> [TEXT EXTRACT]:

** begin **

13.12 Photograph 12 is just a close photo of the T-junction. Also, the BAFA Funeral Services board and a white car with an open boot on the opposite side are depicted.
13.13 Furthermore, Mr Rheeder testified that he took photographs 13, 14 and 15 which depict the insured driver’s bus. He also took photographs contained in album marked C. The first photograph in this album was taken from the east to a south western direction and it depicts the concrete wall shown in photo 4. Photograph 2 in this album is a close shot of the concrete wall referred to above. Photo 4 in the album depicts the hall whereat, it is alleged, the bus passengers were standing before they boarded it. Photo 5 in the album was taken from the gate of the hall in the direction of the T-junction, and is 250 metres to the T-junction. This distance he measured by means of his measuring wheel. The sign "Stop 500" in photo 5 is totally wrong, he said.
13.14 He further testified that he was asked by counsel for the defendant to conduct another experiment, namely to see how fast he can move on foot for a distance of 100 metres, especially when he moves very fast. He first measured the 100 metres with his wheel and took 55 seconds to cover the distance. The second attempt took 75 seconds and the third "stroll", as he called it, took 95 seconds. He concluded his evidence-in-chief by explaining to the court that he first measured the 100 metres by marking the starting and end points and thereafter walking this distance rapidly and the outcome was 55 seconds.
13.15 Cross-examination of Mr Rheeder was to the following effect: He was referred to photographs 3 and 4 and was asked whether the BAFA board that is depicted in photo 3 also appears in photo 4. He answered negatively.
13.15.1 He was then asked how broad the gravel road which runs parallel to the tarred road is. He answered that he did not measure it but estimated that it could be five to six metres broad. This gravel road is depicted in photograph 9.
13.15.2 He was further asked about the man with the red and yellow coat depicted on photo 9. The question was where was this man standing when the photograph was taken. He answered that he was standing on the opposite side, that is,
on the furthest side of the gravel road on which he was standing. He was then asked to give an estimation of the distance between the tarred road and the person with a red and yellow coat. He answered that it could be twenty to twenty five metres.
13.15.3 He was further asked whether he sees the pole marked M, to which he answered affirmatively. The next question was that if he drew a straight line from the tarred road to the pole, how far does he estimate the distance. He answered that it is very difficult to estimate this distance, but if his memory is anything to go by, it is sixty to seventy metres. He supported his estimation by stating that the said pole is beyond the first pole.

** end **

> [GOAL OF THE EXERCISE]: Decide whether each statement below agrees with the court extract above, answering yes or no and quoting the extract's deciding words. 1. Mr Rheeder measured the gravel road and found it five to six metres broad. 2. Photo 5 in album C was taken from the gate of the hall, 250 metres from the T-junction. 3. His third attempt at covering 100 metres took 95 seconds.

(Saved entries)
** begin **

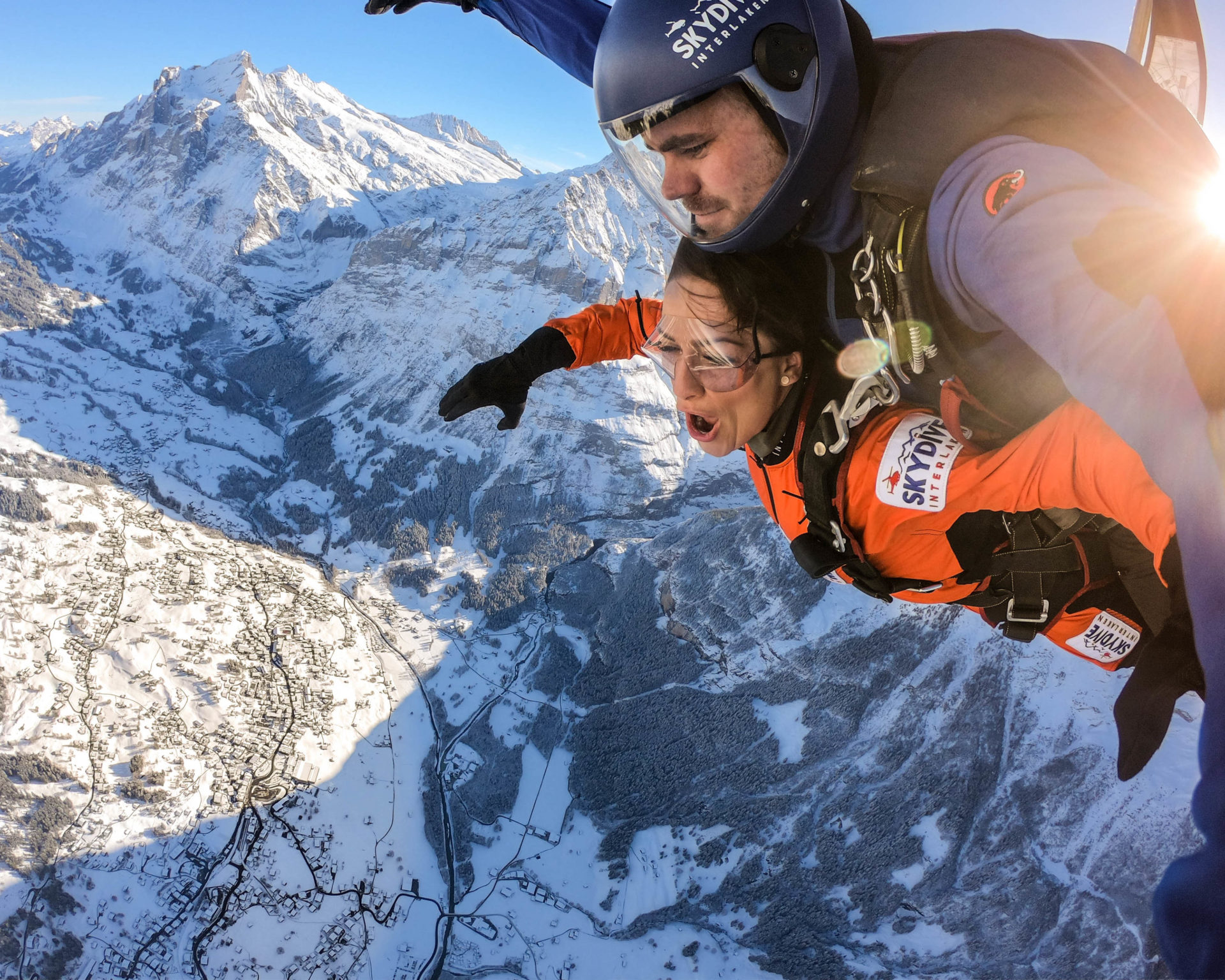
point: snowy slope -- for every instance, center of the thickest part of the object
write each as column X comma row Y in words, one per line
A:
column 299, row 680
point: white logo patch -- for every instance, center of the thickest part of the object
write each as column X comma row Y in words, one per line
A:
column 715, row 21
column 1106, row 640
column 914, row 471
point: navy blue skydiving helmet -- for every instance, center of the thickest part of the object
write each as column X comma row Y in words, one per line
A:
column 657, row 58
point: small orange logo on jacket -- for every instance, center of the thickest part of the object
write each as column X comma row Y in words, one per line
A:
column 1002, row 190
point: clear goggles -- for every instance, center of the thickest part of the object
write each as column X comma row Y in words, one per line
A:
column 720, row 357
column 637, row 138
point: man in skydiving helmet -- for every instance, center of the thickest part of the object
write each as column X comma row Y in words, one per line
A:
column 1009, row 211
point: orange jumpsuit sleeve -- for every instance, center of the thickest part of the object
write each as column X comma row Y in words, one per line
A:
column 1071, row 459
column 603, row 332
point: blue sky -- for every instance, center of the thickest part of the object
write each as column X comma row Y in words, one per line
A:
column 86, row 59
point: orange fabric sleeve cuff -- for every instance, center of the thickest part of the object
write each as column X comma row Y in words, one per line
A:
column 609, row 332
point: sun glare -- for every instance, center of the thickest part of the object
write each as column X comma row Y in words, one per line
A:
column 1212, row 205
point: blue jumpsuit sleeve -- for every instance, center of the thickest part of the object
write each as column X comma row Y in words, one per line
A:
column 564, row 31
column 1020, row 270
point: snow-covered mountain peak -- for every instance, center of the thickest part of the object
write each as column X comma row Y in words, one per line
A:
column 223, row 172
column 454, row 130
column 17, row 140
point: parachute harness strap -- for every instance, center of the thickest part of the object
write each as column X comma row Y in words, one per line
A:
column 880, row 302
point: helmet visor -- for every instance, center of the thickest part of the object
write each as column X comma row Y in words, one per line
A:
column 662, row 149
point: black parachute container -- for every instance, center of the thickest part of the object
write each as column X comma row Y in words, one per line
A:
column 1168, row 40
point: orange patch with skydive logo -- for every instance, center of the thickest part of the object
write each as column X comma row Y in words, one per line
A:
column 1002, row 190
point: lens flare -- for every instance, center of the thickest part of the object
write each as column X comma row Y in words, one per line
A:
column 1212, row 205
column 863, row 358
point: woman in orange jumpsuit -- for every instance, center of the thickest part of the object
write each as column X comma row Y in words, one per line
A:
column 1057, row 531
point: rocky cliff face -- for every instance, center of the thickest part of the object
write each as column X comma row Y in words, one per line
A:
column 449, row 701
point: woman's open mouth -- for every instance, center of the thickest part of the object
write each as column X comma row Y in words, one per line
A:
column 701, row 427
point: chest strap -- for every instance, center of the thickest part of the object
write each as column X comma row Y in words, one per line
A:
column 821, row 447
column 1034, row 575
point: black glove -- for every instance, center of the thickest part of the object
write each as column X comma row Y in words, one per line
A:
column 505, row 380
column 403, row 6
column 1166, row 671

** end **
** begin **

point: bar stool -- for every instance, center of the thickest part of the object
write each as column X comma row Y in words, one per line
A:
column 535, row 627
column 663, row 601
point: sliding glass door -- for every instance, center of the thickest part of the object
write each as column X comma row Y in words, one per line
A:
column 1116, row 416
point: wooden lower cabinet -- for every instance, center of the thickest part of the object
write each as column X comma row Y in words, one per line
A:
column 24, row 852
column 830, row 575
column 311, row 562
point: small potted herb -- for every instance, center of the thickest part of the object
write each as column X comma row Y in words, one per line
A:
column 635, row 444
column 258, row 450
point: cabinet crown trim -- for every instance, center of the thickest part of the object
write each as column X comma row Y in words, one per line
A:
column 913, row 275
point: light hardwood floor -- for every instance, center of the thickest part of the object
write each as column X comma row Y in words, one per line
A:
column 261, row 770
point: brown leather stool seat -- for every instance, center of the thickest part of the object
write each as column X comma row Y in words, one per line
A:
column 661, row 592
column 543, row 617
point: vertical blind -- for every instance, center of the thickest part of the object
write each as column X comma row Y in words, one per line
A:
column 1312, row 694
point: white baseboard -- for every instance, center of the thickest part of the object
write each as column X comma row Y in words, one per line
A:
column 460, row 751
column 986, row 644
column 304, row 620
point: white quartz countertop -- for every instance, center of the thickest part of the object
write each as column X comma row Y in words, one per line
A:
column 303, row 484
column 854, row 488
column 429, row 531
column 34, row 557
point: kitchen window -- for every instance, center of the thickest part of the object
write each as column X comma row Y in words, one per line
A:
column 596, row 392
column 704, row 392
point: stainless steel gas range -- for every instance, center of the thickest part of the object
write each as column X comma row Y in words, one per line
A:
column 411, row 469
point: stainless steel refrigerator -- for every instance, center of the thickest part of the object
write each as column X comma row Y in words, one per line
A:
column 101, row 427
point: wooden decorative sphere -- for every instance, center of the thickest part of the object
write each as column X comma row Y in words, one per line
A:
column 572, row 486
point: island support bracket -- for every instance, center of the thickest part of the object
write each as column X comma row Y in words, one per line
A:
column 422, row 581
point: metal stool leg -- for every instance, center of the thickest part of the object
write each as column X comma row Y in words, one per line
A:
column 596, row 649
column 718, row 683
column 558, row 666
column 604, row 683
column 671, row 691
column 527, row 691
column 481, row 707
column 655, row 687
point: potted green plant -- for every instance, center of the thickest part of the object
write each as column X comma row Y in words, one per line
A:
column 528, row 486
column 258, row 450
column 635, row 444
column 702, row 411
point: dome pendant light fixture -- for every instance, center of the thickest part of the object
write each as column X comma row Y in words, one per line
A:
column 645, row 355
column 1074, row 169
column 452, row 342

** end **

> [ANSWER TO THIS TASK]:
1. No: "He answered that he did not measure it but estimated that it could be five to six metres broad."
2. Yes: "Photo 5 in the album was taken from the gate of the hall in the direction of the T-junction, and is 250 metres to the T-junction."
3. Yes: "the third "stroll", as he called it, took 95 seconds."